▸ **Task material**
* * *

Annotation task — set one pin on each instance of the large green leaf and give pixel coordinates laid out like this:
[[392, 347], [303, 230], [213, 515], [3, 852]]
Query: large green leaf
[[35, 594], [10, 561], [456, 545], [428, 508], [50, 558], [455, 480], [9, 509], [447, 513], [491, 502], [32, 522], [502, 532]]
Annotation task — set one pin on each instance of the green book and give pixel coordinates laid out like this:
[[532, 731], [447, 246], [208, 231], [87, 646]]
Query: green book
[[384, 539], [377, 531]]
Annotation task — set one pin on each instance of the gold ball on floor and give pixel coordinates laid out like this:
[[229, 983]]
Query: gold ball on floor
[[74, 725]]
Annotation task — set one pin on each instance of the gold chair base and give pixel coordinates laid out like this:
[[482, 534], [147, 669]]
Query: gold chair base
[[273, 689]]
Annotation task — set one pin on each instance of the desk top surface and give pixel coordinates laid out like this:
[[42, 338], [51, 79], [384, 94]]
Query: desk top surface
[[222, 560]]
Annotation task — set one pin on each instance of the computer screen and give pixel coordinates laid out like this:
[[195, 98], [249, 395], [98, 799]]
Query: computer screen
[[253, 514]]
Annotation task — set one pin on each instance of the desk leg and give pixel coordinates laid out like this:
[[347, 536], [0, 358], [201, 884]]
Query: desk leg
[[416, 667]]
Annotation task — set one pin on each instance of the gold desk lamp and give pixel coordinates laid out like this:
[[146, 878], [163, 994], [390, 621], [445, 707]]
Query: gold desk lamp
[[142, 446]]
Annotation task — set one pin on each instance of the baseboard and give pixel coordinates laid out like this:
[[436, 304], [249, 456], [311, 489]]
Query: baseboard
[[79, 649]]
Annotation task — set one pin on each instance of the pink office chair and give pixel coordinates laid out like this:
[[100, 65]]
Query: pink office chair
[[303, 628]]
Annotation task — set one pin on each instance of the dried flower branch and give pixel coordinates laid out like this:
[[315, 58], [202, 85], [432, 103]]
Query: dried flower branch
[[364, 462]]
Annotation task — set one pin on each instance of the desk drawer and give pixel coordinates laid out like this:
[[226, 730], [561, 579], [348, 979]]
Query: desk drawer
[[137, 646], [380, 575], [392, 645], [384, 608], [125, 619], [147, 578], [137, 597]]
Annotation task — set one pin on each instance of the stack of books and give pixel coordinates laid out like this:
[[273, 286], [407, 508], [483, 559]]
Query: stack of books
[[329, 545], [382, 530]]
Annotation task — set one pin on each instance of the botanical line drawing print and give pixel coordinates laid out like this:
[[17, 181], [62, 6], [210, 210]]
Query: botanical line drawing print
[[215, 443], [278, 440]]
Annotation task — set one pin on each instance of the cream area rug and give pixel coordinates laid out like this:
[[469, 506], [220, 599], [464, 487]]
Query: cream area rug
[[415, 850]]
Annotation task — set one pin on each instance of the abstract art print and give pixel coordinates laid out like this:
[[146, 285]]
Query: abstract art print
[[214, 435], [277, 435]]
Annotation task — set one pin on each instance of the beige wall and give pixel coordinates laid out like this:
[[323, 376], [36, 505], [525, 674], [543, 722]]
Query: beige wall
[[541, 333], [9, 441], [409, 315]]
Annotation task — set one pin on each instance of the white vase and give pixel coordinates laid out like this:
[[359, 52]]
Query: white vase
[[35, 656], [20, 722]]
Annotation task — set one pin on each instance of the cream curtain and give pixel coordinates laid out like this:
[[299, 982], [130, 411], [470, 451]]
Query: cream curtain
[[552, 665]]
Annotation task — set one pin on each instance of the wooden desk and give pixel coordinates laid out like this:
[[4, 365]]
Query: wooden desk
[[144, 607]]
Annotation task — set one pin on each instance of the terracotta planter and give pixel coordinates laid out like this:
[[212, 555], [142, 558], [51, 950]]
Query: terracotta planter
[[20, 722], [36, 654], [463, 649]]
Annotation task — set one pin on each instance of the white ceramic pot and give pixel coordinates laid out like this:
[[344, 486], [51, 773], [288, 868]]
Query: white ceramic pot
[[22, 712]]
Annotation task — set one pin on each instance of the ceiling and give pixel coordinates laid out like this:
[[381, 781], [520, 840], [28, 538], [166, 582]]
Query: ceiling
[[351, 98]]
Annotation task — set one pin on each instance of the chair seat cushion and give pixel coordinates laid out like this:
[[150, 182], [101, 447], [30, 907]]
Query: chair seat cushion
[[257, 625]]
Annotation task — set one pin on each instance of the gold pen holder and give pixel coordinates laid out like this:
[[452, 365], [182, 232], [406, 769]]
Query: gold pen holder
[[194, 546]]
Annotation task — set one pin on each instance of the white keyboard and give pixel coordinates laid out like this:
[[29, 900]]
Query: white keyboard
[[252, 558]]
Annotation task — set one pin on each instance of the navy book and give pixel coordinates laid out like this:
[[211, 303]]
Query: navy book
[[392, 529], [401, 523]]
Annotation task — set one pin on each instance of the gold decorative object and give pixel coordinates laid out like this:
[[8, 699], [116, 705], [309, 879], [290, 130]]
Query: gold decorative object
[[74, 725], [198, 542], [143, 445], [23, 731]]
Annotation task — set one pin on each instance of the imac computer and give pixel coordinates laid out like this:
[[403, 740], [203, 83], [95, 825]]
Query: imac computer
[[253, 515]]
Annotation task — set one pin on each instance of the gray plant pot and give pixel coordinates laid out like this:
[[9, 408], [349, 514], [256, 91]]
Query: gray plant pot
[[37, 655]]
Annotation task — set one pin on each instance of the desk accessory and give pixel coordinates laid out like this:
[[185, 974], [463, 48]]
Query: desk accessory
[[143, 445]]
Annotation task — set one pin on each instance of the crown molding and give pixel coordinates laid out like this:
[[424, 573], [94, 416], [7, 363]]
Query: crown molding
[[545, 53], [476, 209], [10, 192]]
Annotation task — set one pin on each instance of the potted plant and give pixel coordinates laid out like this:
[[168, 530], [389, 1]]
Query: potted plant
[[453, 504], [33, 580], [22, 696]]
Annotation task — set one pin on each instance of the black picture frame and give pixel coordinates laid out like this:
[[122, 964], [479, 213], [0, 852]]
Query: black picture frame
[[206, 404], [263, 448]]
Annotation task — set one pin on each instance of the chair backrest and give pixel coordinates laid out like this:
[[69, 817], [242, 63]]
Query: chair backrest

* * *

▸ **Aim**
Put every line of the data above into a Markdown table with two columns, Row and Line, where Row gives the line's number and Line gives its text. Leave out blank lines.

▸ **Expected answer**
| Row | Line |
|---|---|
| 1 | Annotation task — set one pin on each instance of the large green leaf and give pixel coordinates laid out like this: |
| 2 | [[392, 347], [303, 230], [213, 515], [3, 852]] |
| 3 | Query: large green leaf |
| 4 | [[35, 594], [10, 561], [456, 545], [428, 508], [50, 558], [455, 480], [9, 509], [447, 513], [491, 502], [32, 522], [502, 532]] |
| 5 | Annotation task — set one pin on each instance of the green book and give pixel coordinates laid out like this: |
| 6 | [[532, 731], [447, 246], [208, 231], [87, 646]] |
| 7 | Query: green book |
| 8 | [[384, 539], [377, 531]] |
| 9 | Annotation task — set one pin on each instance of the gold ball on floor and give pixel coordinates laid out like this: |
| 10 | [[229, 983]] |
| 11 | Query: gold ball on floor |
| 12 | [[74, 725]] |
| 13 | Annotation task — set one pin on each instance of the gold chair base and give pixel coordinates laid out like this: |
| 14 | [[482, 534], [147, 669]] |
| 15 | Query: gold chair base |
| 16 | [[273, 689]] |
| 17 | Annotation task — set one pin on each instance of the desk top surface and give pixel coordinates laid out like this: |
| 18 | [[42, 338], [51, 79], [384, 94]] |
| 19 | Query: desk top surface |
| 20 | [[222, 560]] |
| 21 | Annotation task — set one pin on each instance of the computer screen and give pixel coordinates laid out like this: |
| 22 | [[195, 98], [249, 395], [98, 799]] |
| 23 | Query: computer screen |
| 24 | [[253, 514]] |
| 25 | Annotation task — set one pin on each instance of the desk leg and give pixel coordinates laid out like this: |
| 26 | [[347, 536], [0, 358], [201, 884]] |
| 27 | Query: desk leg |
| 28 | [[416, 667]] |
| 29 | Annotation task — set one pin on each instance of the gold desk lamp and give pixel coordinates laid out like this: |
| 30 | [[146, 878], [163, 994], [390, 621], [445, 707]] |
| 31 | Query: gold desk lamp |
| 32 | [[142, 446]] |
| 33 | Annotation task — set one pin on each instance of the baseboard and give pixel coordinates laid out like this: |
| 34 | [[436, 304], [249, 456], [311, 489]] |
| 35 | Query: baseboard |
| 36 | [[79, 649]] |
| 37 | Annotation task — set one pin on each instance of the pink office chair and give pixel coordinates laid out like this: |
| 38 | [[100, 65]] |
| 39 | Query: pink office chair |
| 40 | [[303, 628]] |
| 41 | Annotation task — set one pin on each instance of the dried flower branch and give pixel coordinates laid out like this: |
| 42 | [[315, 58], [202, 85], [432, 103]] |
| 43 | Query: dried flower branch |
| 44 | [[364, 462]] |
| 45 | Annotation task — set one pin on each instance of the desk drawer and give pixel coordinates laid out like this: |
| 46 | [[226, 730], [561, 579], [348, 979]] |
| 47 | Query: desk drawer |
| 48 | [[137, 646], [380, 575], [392, 645], [384, 608], [125, 619], [147, 578], [137, 597]] |
| 49 | Annotation task — set one pin on each instance of the stack of books and give pixel coordinates laid out like this: |
| 50 | [[273, 286], [407, 508], [483, 559]] |
| 51 | Query: stack of books |
| 52 | [[329, 545], [382, 530]] |
| 53 | Annotation task — set one pin on each instance of the botanical line drawing print and give pixel coordinates laid out like this: |
| 54 | [[17, 181], [62, 6], [210, 210]] |
| 55 | Query: botanical line drawing print |
| 56 | [[215, 443], [278, 440]] |
| 57 | Annotation task — set one pin on each instance of the cream area rug and give pixel coordinates laid out like this: |
| 58 | [[469, 506], [220, 599], [464, 487]] |
| 59 | Query: cream area rug |
| 60 | [[415, 850]] |
| 61 | Annotation task — set one pin on each instance of the abstract art print and give pixel coordinates laid out like this: |
| 62 | [[146, 285]] |
| 63 | Query: abstract art print |
| 64 | [[214, 435], [277, 435]] |
| 65 | Annotation task — set one pin on each instance of the beige wall and give pixel coordinates laid out like this: |
| 66 | [[323, 376], [36, 505], [525, 674], [543, 722]] |
| 67 | Query: beige wall |
| 68 | [[541, 333], [9, 441], [409, 315]] |
| 69 | Annotation task — set one pin on each instance of the white vase and give pixel coordinates laid out like this: |
| 70 | [[359, 52]] |
| 71 | Query: white vase |
| 72 | [[35, 656], [20, 722]] |
| 73 | Annotation task — set one pin on each instance of the cream curtain and give pixel coordinates laid out like this: |
| 74 | [[299, 982], [130, 411], [470, 451]] |
| 75 | Query: cream curtain |
| 76 | [[552, 665]] |
| 77 | Annotation task — set one pin on each instance of the wooden desk and give pixel coordinates laid out like this: |
| 78 | [[4, 365]] |
| 79 | Query: wooden desk |
| 80 | [[144, 607]] |
| 81 | Annotation task — set one pin on each instance of the terracotta planter and give pixel coordinates laid out like this: |
| 82 | [[212, 555], [142, 558], [51, 950]] |
| 83 | Query: terracotta planter |
| 84 | [[20, 722], [36, 654], [463, 649]] |
| 85 | Annotation task — set one pin on each instance of the white ceramic pot and give pixel coordinates laid out like this: |
| 86 | [[344, 486], [51, 773], [288, 868]] |
| 87 | Query: white ceramic pot |
| 88 | [[22, 712]] |
| 89 | Annotation task — set one pin on each instance of the ceiling and give pixel coordinates laid out like this: |
| 90 | [[381, 781], [520, 840], [28, 538], [166, 582]] |
| 91 | Query: ceiling |
| 92 | [[351, 98]] |
| 93 | Annotation task — set one pin on each instance of the chair seat cushion and give pixel coordinates laid out like this: |
| 94 | [[150, 182], [101, 447], [30, 907]] |
| 95 | Query: chair seat cushion |
| 96 | [[257, 625]] |
| 97 | Annotation task — set one pin on each instance of the gold pen holder and give pixel coordinates laid out like this: |
| 98 | [[452, 365], [182, 232], [406, 769]] |
| 99 | Query: gold pen holder |
| 100 | [[194, 546]] |
| 101 | Annotation task — set one pin on each instance of the white keyboard and give pixel coordinates laid out like this: |
| 102 | [[29, 900]] |
| 103 | Query: white keyboard |
| 104 | [[252, 558]] |
| 105 | Annotation task — set one pin on each instance of the navy book and give pixel coordinates laid out like this: |
| 106 | [[211, 303]] |
| 107 | Query: navy book |
| 108 | [[392, 529], [401, 523]] |
| 109 | Annotation task — set one pin on each instance of the gold decorative object and give pixel coordinates laid out like this: |
| 110 | [[8, 699], [116, 705], [309, 879], [290, 130]] |
| 111 | Query: gold decorative object |
| 112 | [[74, 725], [198, 542], [143, 445], [23, 731]] |
| 113 | Annotation task — set one pin on each instance of the imac computer and give pixel coordinates laid out like this: |
| 114 | [[403, 740], [203, 83], [95, 825]] |
| 115 | Query: imac computer |
| 116 | [[253, 515]] |
| 117 | Annotation task — set one pin on each instance of the gray plant pot and give pixel coordinates laid out like this: |
| 118 | [[9, 408], [349, 514], [256, 91]] |
| 119 | Query: gray plant pot |
| 120 | [[37, 655]] |
| 121 | Annotation task — set one pin on each instance of the desk accessory and give pixel coordinates laid out like this: |
| 122 | [[185, 974], [463, 48]] |
| 123 | Query: desk accessory |
| 124 | [[143, 445]] |
| 125 | Annotation task — set one pin on each instance of the crown molding and give pixel coordinates laid out like this: |
| 126 | [[424, 573], [94, 416], [7, 363]] |
| 127 | Query: crown molding |
| 128 | [[545, 53], [476, 209], [10, 192]] |
| 129 | Annotation task — set one pin on each instance of the potted plant and give pixel coordinates laid out like this: |
| 130 | [[168, 530], [389, 1]] |
| 131 | Query: potted plant |
| 132 | [[453, 504], [33, 580], [22, 696]] |
| 133 | Annotation task — set one pin on each instance of the black picture frame and give pixel coordinates laid out like this: |
| 134 | [[122, 964], [479, 213], [0, 852]] |
| 135 | Query: black picture frame |
| 136 | [[206, 404], [263, 448]] |
| 137 | Annotation task — set one pin on each instance of the chair backrest and give pixel coordinates laid out like this: |
| 138 | [[69, 817], [242, 63]] |
| 139 | Query: chair backrest |